### Exercise data
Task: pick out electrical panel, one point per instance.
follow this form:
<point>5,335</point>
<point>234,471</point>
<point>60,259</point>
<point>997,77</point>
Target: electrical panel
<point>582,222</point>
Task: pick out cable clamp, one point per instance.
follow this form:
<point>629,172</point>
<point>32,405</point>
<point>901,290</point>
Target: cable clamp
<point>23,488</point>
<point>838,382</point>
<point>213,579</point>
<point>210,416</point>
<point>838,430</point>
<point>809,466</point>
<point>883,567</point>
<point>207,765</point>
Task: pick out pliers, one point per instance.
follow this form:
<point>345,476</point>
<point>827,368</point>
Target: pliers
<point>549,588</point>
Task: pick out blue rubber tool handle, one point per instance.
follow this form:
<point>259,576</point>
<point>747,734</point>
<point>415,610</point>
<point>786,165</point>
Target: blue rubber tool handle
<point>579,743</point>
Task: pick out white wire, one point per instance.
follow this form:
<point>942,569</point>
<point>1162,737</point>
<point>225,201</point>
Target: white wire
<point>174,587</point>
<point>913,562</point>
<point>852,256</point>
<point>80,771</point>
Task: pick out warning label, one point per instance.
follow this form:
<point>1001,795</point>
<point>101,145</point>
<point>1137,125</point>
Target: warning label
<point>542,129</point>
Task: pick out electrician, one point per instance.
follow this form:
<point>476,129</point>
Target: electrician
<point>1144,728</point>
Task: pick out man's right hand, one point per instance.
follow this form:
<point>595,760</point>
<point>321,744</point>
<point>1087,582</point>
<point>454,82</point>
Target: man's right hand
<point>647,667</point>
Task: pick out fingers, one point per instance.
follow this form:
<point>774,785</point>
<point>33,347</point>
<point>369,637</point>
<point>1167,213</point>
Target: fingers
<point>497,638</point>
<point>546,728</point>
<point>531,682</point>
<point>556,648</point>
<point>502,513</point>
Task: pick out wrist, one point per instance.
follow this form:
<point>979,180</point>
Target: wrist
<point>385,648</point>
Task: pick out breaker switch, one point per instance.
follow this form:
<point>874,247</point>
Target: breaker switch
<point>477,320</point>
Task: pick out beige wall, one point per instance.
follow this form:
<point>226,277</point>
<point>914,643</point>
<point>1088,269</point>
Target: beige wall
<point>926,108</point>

### Do this
Please transcribe all of the entries above line by line, with no changes to any character.

### Output below
Task: pick out electrical panel, one point per instance.
follow this form:
<point>5,335</point>
<point>234,471</point>
<point>60,259</point>
<point>997,77</point>
Target: electrical panel
<point>582,222</point>
Task: pick out cable clamp, one point per instance.
follow this form:
<point>629,172</point>
<point>32,405</point>
<point>901,290</point>
Target: cable clamp
<point>23,488</point>
<point>838,382</point>
<point>213,579</point>
<point>210,416</point>
<point>838,430</point>
<point>809,466</point>
<point>883,567</point>
<point>207,765</point>
Task: pick out pliers, one point per instance.
follow this form:
<point>345,476</point>
<point>827,368</point>
Target: pliers
<point>549,588</point>
Task: pick out blue rubber tool handle, one point per instance.
follow this form:
<point>259,576</point>
<point>747,734</point>
<point>415,610</point>
<point>786,165</point>
Target: blue rubber tool handle
<point>579,743</point>
Task: pick out white wire, one point per instance.
follow this form:
<point>942,569</point>
<point>1162,737</point>
<point>225,201</point>
Target: white wire
<point>174,587</point>
<point>913,562</point>
<point>852,256</point>
<point>80,771</point>
Task: pick out warning label, one point per instance.
follow this form:
<point>1001,795</point>
<point>101,145</point>
<point>1137,125</point>
Target: warning label
<point>542,129</point>
Task: pick out electrician, one point per instance.
follow this form:
<point>476,129</point>
Target: electrician
<point>1144,728</point>
Task: pick out man's right hand, one point per instance.
follow this form:
<point>595,760</point>
<point>321,744</point>
<point>1087,582</point>
<point>454,82</point>
Target: man's right hand
<point>647,667</point>
Task: pick out fingers, one point per instance.
follow this form:
<point>774,785</point>
<point>33,347</point>
<point>369,637</point>
<point>1167,213</point>
Target: fingers
<point>497,638</point>
<point>546,728</point>
<point>531,682</point>
<point>556,648</point>
<point>502,513</point>
Task: pick out wrist, one point per instance.
follow this form:
<point>979,180</point>
Target: wrist
<point>385,648</point>
Task: pick out breaker switch, one point per instance.
follow this form:
<point>874,247</point>
Target: breaker switch
<point>477,320</point>
Task: pick out beige wall, one point per instance.
follow this form:
<point>226,277</point>
<point>914,643</point>
<point>1088,269</point>
Target: beige wall
<point>926,108</point>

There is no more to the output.